[Saved entries]
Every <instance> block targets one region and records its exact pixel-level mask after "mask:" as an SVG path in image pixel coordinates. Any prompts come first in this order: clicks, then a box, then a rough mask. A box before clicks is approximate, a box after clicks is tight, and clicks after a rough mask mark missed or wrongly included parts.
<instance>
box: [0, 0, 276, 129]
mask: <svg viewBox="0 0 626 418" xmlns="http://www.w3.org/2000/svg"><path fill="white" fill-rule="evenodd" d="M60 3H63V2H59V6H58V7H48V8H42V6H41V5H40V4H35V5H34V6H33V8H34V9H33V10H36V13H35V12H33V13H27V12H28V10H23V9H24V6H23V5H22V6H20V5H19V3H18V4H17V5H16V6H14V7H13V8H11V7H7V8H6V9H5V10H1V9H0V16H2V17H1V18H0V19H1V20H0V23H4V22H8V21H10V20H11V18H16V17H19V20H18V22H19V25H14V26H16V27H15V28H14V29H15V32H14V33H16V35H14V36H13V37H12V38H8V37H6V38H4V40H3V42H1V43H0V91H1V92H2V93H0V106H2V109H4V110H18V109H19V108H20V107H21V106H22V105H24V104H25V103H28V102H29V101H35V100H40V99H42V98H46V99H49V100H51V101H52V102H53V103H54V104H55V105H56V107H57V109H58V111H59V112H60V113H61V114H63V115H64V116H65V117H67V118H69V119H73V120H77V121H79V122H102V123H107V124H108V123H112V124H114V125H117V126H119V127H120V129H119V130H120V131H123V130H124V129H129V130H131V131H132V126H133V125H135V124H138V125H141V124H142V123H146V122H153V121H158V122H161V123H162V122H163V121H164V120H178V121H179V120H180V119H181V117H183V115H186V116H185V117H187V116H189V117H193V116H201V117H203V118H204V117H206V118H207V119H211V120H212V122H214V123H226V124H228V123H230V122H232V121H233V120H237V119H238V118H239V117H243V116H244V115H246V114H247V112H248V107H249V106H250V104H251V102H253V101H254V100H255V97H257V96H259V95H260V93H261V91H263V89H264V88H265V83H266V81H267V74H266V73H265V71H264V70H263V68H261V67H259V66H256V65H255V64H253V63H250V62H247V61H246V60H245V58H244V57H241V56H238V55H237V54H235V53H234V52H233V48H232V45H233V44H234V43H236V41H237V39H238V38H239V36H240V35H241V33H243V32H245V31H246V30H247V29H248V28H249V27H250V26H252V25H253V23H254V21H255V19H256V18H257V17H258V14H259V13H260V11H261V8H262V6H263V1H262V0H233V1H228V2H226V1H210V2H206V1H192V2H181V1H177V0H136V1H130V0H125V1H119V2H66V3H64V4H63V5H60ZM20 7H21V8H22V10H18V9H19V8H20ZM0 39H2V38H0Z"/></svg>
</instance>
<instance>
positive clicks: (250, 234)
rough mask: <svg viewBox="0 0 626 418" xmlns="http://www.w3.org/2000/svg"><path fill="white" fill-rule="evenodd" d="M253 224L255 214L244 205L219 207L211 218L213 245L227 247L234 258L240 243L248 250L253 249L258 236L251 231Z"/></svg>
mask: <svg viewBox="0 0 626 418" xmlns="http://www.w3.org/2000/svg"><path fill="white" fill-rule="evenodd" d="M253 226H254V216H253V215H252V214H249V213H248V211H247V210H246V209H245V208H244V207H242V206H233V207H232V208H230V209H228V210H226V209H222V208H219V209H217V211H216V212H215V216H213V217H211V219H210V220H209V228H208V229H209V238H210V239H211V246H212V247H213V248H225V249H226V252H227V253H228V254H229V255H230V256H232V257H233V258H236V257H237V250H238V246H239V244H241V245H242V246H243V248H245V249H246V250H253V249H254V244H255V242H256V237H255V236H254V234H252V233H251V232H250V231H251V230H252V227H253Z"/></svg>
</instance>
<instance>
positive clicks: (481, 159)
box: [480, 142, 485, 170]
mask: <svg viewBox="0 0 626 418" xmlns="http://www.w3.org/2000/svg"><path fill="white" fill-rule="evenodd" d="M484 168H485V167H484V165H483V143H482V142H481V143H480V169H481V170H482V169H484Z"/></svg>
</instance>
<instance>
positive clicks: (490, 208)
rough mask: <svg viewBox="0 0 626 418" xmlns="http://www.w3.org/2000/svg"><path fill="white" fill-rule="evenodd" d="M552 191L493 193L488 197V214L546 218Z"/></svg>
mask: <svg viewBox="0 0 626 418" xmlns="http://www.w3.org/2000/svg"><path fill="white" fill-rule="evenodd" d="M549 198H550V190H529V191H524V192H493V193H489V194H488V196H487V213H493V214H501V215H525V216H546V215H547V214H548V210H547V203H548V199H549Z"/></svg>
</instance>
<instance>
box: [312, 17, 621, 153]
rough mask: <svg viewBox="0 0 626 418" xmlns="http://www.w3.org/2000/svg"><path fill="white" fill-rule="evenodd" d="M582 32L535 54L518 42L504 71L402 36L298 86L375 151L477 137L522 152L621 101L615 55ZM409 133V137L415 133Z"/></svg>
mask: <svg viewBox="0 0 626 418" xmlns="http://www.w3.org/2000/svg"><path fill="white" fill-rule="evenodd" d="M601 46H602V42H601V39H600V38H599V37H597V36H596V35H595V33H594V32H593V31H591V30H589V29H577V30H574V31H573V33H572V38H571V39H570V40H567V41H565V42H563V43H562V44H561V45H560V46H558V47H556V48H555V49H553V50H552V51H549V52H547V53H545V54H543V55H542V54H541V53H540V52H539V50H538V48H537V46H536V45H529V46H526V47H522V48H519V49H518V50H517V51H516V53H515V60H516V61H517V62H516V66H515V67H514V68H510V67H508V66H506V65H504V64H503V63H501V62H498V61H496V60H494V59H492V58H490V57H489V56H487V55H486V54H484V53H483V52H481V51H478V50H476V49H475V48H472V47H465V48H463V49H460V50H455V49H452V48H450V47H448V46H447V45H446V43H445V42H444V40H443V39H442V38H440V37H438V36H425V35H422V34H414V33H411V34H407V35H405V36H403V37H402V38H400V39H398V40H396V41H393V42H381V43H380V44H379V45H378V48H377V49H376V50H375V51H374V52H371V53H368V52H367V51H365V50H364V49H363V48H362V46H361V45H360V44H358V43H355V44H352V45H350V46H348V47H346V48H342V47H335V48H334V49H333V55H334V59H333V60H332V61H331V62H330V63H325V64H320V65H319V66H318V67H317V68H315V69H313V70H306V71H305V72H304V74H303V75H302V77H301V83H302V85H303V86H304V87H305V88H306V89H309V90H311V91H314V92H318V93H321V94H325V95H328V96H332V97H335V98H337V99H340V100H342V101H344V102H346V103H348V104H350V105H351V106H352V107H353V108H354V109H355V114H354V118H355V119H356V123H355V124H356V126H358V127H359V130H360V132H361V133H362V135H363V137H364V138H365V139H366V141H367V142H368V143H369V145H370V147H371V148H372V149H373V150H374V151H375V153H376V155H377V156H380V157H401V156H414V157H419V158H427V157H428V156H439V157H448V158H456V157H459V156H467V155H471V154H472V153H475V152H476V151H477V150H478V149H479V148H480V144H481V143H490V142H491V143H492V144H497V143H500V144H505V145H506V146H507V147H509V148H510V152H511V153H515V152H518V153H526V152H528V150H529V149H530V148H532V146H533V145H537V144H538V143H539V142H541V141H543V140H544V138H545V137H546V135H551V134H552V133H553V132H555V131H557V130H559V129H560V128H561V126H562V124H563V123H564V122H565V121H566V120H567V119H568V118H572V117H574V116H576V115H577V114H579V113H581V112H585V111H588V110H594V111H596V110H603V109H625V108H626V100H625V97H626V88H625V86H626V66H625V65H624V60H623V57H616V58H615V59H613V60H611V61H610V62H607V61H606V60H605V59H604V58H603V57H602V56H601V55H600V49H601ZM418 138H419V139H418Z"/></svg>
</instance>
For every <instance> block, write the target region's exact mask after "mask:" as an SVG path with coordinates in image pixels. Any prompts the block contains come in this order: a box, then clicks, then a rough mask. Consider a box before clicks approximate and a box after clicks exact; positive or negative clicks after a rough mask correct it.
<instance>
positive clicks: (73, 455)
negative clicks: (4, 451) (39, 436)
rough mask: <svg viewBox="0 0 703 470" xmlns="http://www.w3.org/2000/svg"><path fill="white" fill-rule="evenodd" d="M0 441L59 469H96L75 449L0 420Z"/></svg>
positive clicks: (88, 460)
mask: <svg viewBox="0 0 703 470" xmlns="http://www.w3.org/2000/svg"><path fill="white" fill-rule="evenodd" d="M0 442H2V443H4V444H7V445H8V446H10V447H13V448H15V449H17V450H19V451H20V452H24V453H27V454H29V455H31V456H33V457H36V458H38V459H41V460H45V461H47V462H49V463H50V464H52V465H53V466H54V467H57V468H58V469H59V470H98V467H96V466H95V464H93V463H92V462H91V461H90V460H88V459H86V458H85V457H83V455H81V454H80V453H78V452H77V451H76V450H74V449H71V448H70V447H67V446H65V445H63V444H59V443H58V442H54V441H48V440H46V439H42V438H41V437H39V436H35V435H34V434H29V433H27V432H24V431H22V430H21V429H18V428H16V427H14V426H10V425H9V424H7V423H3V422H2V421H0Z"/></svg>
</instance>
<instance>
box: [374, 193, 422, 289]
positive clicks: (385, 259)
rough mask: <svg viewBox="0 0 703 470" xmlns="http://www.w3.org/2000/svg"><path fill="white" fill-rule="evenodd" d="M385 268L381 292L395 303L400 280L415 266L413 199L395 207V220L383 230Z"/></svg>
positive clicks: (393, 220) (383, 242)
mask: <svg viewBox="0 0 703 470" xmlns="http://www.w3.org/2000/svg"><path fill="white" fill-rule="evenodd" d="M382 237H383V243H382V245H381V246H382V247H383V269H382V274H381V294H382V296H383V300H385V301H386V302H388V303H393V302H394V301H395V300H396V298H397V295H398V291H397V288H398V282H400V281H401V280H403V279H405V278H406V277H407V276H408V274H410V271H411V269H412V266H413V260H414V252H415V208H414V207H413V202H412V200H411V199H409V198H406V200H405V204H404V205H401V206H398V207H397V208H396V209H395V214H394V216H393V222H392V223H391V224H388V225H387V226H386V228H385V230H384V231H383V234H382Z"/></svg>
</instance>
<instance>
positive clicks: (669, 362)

> _PROBLEM STATEMENT_: How many of the lines above contain the string "prompts", with case taken into account? Give only the number.

> _YOUR RESPONSE_: 2